■ **AIM OF THE TASK**:
Put the lines starting at the very first one and ending at the line containing "73, 292, 139, 781" into a two-column CSV with the columns item_text and answer, one row per item holding its wording and its answer, each in a single quoted field with line breaks changed to spaces. Leave the pictures out.

■ **DATA SUPPLIED**:
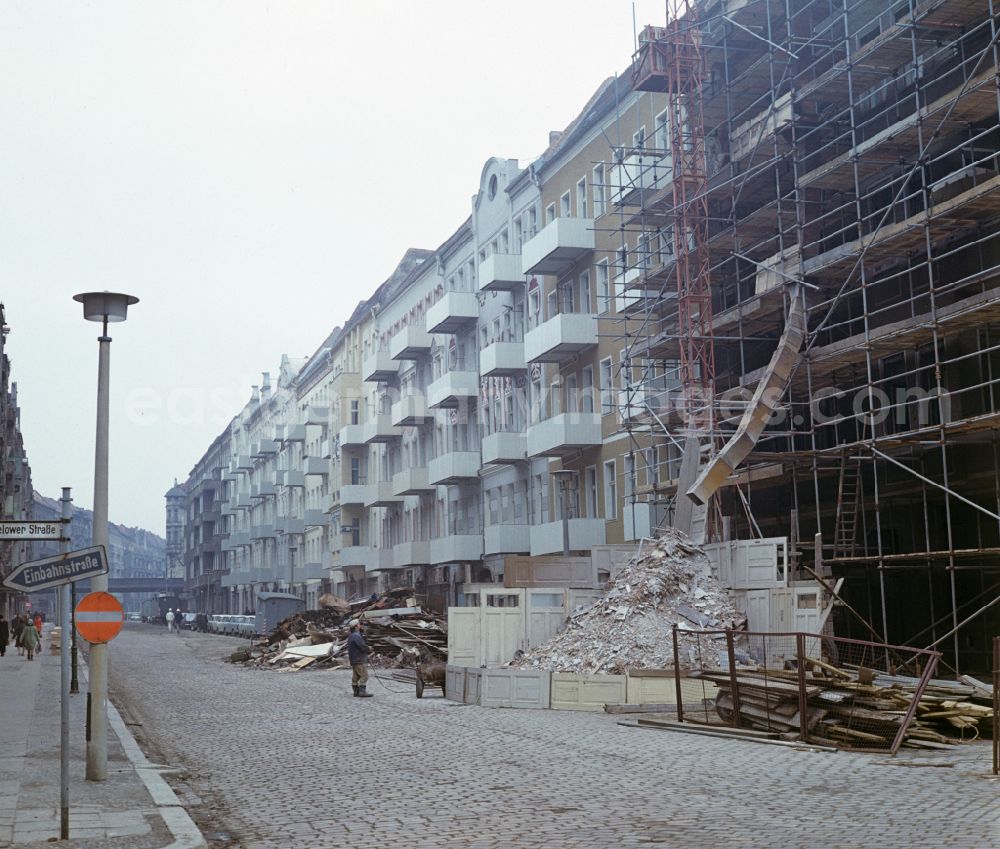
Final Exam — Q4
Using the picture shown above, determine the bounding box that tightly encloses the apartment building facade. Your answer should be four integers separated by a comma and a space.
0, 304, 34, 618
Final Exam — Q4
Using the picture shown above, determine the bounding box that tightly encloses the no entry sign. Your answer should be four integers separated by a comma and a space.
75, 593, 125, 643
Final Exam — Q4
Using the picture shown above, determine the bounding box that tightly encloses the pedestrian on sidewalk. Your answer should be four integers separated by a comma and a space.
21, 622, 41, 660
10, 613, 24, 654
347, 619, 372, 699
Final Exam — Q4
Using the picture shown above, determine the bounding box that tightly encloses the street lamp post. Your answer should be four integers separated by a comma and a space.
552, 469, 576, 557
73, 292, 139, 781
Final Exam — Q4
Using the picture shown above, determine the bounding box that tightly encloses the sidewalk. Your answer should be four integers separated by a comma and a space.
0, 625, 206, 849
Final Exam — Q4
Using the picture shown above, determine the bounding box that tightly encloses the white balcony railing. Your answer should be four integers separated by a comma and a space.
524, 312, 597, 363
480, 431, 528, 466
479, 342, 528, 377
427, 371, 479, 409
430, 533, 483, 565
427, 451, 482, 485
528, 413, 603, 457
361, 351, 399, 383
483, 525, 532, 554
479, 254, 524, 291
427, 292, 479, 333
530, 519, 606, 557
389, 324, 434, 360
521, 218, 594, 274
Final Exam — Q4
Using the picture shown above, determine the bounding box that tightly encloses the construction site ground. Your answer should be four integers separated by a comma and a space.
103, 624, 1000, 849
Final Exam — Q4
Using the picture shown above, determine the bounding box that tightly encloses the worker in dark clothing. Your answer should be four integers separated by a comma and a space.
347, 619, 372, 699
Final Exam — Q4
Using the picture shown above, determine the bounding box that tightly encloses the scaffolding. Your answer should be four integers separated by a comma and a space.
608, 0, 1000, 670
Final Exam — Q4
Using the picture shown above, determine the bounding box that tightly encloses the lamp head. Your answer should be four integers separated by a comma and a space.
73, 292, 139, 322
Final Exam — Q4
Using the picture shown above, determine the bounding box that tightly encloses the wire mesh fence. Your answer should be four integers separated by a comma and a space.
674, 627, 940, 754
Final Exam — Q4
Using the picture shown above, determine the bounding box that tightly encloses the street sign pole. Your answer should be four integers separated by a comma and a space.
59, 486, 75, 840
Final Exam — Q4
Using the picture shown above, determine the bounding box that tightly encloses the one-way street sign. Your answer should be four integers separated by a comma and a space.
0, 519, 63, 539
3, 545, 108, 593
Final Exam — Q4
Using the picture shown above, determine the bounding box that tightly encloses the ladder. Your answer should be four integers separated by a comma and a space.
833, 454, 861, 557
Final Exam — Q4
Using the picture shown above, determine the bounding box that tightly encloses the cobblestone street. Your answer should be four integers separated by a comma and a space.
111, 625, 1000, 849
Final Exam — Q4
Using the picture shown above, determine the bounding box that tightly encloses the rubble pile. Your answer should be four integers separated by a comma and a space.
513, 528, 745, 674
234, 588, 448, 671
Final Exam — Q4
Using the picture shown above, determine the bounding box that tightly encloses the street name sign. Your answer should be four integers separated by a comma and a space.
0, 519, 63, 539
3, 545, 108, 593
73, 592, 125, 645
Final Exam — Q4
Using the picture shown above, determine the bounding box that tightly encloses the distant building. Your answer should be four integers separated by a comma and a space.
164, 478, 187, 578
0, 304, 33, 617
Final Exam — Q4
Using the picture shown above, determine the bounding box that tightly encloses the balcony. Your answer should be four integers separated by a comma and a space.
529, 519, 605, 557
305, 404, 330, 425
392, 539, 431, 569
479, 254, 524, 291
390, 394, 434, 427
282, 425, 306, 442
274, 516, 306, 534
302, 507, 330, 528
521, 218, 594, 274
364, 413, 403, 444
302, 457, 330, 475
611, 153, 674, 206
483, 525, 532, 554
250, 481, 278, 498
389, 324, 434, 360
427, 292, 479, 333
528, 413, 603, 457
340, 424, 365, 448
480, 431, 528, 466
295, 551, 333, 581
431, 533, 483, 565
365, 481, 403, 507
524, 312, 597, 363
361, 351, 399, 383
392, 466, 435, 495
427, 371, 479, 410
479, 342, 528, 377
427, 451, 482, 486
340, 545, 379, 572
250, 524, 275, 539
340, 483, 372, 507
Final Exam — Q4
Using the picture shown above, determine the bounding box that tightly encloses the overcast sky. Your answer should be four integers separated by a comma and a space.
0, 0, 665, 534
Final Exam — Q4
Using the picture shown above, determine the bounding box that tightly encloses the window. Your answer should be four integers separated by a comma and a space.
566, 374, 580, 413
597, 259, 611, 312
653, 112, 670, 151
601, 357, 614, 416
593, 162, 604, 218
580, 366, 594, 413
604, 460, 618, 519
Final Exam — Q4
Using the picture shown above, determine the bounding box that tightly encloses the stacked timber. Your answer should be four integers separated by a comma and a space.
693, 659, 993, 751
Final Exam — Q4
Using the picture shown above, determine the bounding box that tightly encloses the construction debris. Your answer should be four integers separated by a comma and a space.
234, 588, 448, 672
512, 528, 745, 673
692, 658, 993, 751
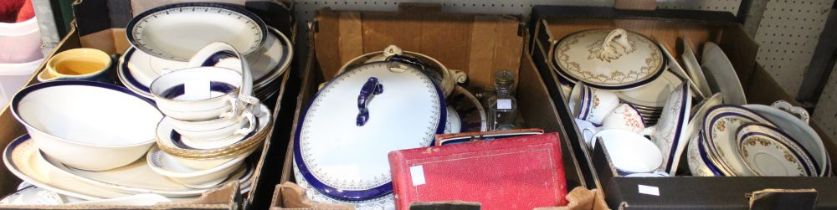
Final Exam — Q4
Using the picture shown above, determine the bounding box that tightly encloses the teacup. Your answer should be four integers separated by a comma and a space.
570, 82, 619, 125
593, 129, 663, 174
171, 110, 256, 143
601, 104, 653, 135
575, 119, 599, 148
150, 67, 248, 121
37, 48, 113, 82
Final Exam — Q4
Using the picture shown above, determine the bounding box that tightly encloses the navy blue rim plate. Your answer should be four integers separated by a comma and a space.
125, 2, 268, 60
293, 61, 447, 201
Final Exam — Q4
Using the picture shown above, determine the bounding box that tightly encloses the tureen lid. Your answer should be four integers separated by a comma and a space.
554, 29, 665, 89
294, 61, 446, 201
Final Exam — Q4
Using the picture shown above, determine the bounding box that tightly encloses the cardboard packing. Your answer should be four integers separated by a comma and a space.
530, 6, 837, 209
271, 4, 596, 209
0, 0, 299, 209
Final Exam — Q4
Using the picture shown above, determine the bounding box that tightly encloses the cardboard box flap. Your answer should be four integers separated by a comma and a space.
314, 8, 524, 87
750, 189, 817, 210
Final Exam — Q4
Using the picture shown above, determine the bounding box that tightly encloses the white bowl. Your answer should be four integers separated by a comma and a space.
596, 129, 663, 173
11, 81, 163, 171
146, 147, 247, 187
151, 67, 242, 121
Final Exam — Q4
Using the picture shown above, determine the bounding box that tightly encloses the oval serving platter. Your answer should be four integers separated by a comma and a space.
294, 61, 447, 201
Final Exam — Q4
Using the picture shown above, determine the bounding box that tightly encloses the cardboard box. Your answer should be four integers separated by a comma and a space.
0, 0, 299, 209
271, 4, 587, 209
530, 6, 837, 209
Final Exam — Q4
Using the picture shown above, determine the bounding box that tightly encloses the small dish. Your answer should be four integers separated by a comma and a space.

■ **EXERCISE RESULT**:
item_text,answer
"Final Exam — Q4 Using the picture shown above, determine the bounding box that tightly encloses the apartment building facade. Your answer should be four integers separated by a comma and a space.","0, 304, 34, 618"
"Final Exam — Q4 Using the picture shown above, determine the bounding box that tightly encloses the no entry sign. Your answer should be four integers separated by a comma and a space.","75, 593, 125, 643"
"Final Exam — Q4 Using the picture shown above, determine the bounding box that tightly encloses the pedestrian on sidewalk. Your answer should be four integers separated by a comma and a space.","21, 622, 41, 660 10, 613, 24, 654 347, 619, 372, 699"
"Final Exam — Q4 Using the picture shown above, determine the bounding box that tightly encloses the street lamp post. Your answer should be four integers separated by a comma and a space.","552, 469, 576, 557 73, 292, 139, 781"